- _EXERCISE DATA_
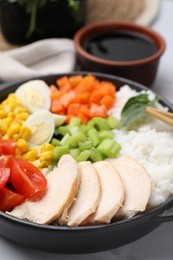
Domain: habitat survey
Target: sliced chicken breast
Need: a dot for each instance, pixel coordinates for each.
(137, 185)
(112, 192)
(88, 195)
(63, 183)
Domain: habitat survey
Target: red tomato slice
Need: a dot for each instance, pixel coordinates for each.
(9, 199)
(26, 178)
(7, 147)
(4, 176)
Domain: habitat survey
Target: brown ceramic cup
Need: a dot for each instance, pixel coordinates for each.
(141, 70)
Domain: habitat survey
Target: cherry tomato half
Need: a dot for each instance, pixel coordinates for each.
(9, 199)
(26, 178)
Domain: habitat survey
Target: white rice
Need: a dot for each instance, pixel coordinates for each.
(151, 145)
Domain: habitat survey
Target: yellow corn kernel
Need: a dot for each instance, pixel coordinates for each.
(30, 155)
(3, 127)
(22, 115)
(25, 132)
(47, 147)
(22, 145)
(11, 114)
(46, 156)
(8, 120)
(19, 109)
(12, 105)
(15, 137)
(2, 113)
(15, 128)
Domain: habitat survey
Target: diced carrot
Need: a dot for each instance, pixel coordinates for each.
(108, 88)
(57, 107)
(86, 85)
(83, 117)
(97, 110)
(75, 80)
(107, 101)
(66, 88)
(61, 82)
(67, 98)
(83, 98)
(53, 88)
(56, 95)
(104, 90)
(73, 109)
(68, 118)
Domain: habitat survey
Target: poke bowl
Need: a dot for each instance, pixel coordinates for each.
(87, 234)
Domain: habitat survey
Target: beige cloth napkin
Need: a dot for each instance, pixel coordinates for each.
(44, 57)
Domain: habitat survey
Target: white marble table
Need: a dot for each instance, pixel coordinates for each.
(158, 245)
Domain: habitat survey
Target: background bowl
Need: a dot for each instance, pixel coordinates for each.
(84, 239)
(140, 70)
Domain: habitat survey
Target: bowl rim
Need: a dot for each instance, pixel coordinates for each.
(109, 25)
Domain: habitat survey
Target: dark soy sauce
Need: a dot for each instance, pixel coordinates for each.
(121, 46)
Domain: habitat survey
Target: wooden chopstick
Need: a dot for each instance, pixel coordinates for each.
(166, 117)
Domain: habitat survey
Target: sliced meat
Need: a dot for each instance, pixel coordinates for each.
(112, 192)
(88, 195)
(63, 183)
(137, 184)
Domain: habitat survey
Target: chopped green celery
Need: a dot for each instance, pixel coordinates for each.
(90, 123)
(62, 130)
(75, 121)
(83, 128)
(93, 136)
(55, 142)
(74, 152)
(83, 156)
(85, 145)
(113, 122)
(104, 134)
(65, 140)
(74, 130)
(109, 147)
(75, 139)
(59, 151)
(96, 155)
(101, 123)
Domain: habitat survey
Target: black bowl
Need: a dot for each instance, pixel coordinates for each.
(86, 239)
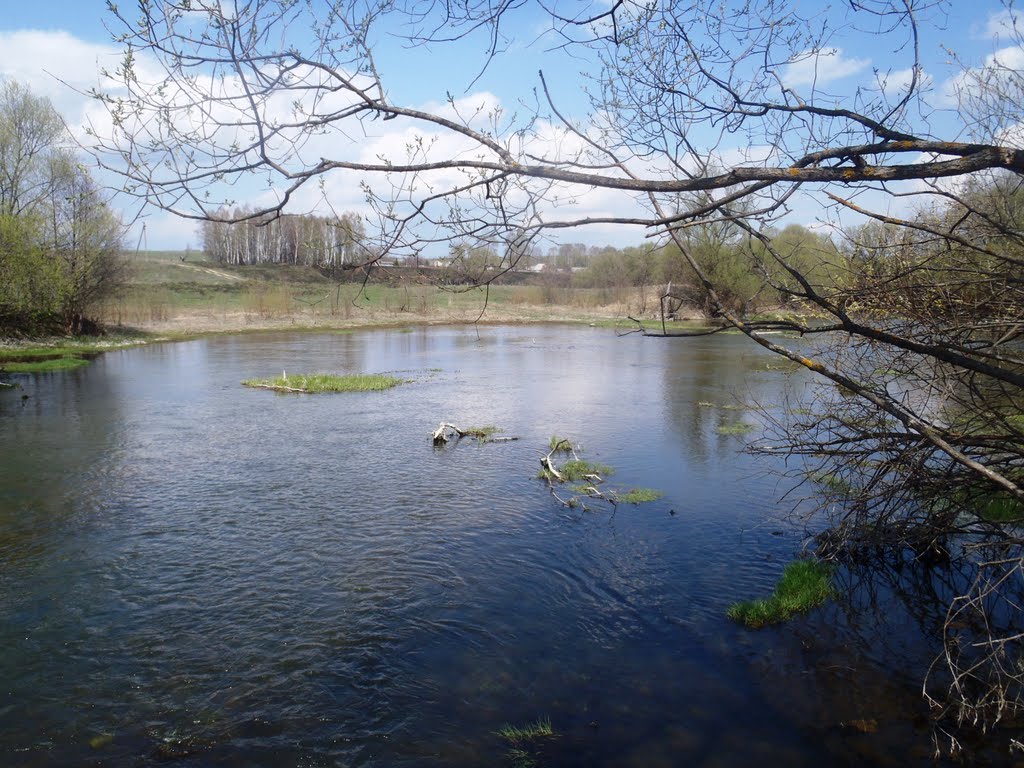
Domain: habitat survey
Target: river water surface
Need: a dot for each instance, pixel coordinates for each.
(198, 573)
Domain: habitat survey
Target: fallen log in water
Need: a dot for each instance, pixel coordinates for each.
(450, 432)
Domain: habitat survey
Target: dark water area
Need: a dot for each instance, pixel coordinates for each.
(197, 573)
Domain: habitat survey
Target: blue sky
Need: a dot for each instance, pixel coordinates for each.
(45, 42)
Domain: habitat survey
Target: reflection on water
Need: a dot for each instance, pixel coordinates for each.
(195, 571)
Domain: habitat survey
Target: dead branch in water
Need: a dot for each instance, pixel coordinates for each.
(446, 433)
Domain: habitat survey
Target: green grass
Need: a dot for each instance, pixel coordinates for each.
(805, 585)
(44, 366)
(529, 732)
(327, 383)
(639, 496)
(481, 433)
(739, 428)
(997, 507)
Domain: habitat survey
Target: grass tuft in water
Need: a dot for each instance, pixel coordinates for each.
(530, 732)
(578, 469)
(739, 428)
(327, 383)
(639, 496)
(805, 585)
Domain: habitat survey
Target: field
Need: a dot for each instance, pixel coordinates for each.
(168, 293)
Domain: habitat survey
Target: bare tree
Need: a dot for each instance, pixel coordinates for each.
(699, 118)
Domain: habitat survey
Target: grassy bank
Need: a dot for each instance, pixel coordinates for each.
(167, 294)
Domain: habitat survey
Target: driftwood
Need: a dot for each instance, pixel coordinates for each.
(276, 387)
(450, 432)
(549, 467)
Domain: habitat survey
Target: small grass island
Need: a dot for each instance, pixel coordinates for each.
(311, 383)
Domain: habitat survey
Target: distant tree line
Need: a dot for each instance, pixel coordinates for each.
(323, 242)
(59, 241)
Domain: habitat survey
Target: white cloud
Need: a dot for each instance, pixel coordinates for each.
(1000, 73)
(1006, 24)
(896, 83)
(820, 67)
(70, 67)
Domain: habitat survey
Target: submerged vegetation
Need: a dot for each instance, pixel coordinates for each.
(639, 496)
(739, 428)
(586, 478)
(311, 383)
(531, 731)
(805, 585)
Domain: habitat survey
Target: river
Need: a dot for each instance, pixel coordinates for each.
(199, 573)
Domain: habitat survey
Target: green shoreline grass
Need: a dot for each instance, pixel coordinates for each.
(48, 366)
(805, 585)
(312, 383)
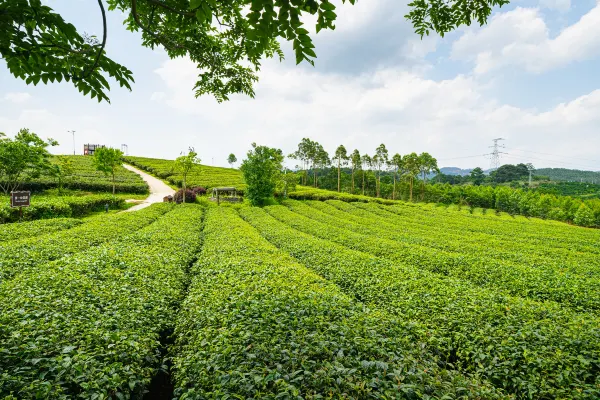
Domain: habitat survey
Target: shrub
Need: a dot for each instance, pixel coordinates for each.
(584, 216)
(190, 196)
(199, 190)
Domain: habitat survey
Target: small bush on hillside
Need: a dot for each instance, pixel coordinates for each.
(190, 196)
(199, 190)
(584, 216)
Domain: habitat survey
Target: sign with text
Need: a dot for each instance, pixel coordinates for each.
(20, 199)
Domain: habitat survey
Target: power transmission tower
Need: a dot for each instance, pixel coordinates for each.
(531, 169)
(495, 154)
(73, 133)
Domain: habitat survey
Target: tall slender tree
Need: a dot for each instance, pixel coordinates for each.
(185, 164)
(366, 165)
(232, 159)
(304, 155)
(356, 161)
(108, 160)
(427, 165)
(380, 159)
(341, 156)
(412, 165)
(397, 164)
(321, 160)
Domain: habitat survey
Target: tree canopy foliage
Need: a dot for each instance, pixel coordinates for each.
(227, 40)
(107, 160)
(262, 173)
(184, 164)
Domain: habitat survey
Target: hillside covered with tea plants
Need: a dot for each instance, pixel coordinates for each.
(304, 299)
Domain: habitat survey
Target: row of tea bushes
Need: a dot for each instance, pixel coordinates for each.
(36, 228)
(44, 207)
(27, 254)
(87, 178)
(531, 280)
(256, 324)
(89, 326)
(527, 348)
(203, 175)
(575, 254)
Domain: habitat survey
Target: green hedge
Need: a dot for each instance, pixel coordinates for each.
(89, 326)
(256, 324)
(28, 254)
(43, 207)
(85, 177)
(38, 228)
(528, 349)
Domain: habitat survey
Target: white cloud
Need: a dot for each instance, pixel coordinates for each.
(17, 97)
(521, 38)
(559, 5)
(157, 96)
(402, 109)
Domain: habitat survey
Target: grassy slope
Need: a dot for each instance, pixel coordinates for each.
(87, 178)
(205, 175)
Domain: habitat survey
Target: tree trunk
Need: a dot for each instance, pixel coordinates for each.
(394, 192)
(363, 182)
(339, 173)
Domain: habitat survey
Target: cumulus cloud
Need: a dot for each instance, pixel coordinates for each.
(559, 5)
(403, 109)
(521, 38)
(17, 97)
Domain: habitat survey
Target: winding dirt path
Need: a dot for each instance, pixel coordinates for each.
(158, 189)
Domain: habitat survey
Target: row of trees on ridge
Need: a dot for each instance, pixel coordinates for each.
(314, 158)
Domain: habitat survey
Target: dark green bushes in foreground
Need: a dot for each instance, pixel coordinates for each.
(256, 324)
(528, 349)
(88, 326)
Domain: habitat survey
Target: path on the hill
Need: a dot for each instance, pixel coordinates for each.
(158, 189)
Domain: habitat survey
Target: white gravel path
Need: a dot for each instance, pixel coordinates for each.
(158, 189)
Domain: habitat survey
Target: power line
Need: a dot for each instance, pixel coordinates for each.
(495, 155)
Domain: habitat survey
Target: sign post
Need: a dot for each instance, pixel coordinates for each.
(20, 199)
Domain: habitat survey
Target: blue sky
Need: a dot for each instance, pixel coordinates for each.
(530, 76)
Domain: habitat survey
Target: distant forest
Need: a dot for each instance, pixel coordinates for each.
(569, 175)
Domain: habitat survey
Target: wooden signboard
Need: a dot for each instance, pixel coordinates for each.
(20, 199)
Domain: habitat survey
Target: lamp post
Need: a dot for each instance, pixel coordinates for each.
(73, 133)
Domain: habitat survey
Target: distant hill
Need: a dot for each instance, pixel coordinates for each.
(455, 171)
(569, 175)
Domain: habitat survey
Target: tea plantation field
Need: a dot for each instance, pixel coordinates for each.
(301, 300)
(203, 175)
(85, 177)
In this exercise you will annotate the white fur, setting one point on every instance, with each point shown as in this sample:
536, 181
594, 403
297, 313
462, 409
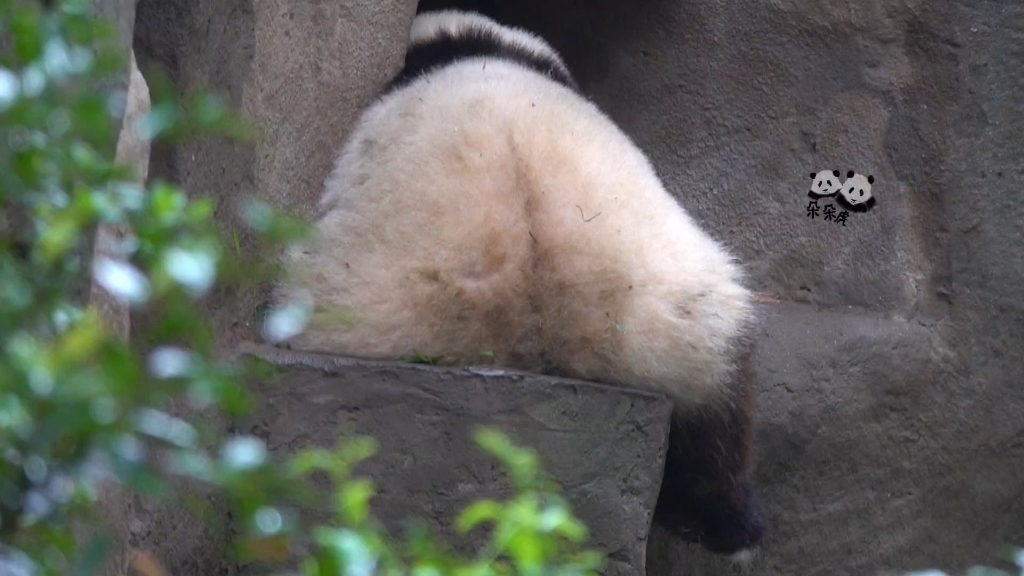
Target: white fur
491, 210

- _PROBLEM TO WORK ON_
Given the records above, return exactly the lines starting at the line containing "Target: beige cloth napkin" and ending at the line containing "Target: background bowl", including both.

- _EXERCISE RESPONSE_
Target: beige cloth napkin
Need: a dot for each instance, pixel coordinates for each.
(44, 57)
Domain: habitat survey
Target: white marble table
Need: a dot for each instance, pixel coordinates for each.
(158, 245)
Domain: habitat survey
Target: background bowl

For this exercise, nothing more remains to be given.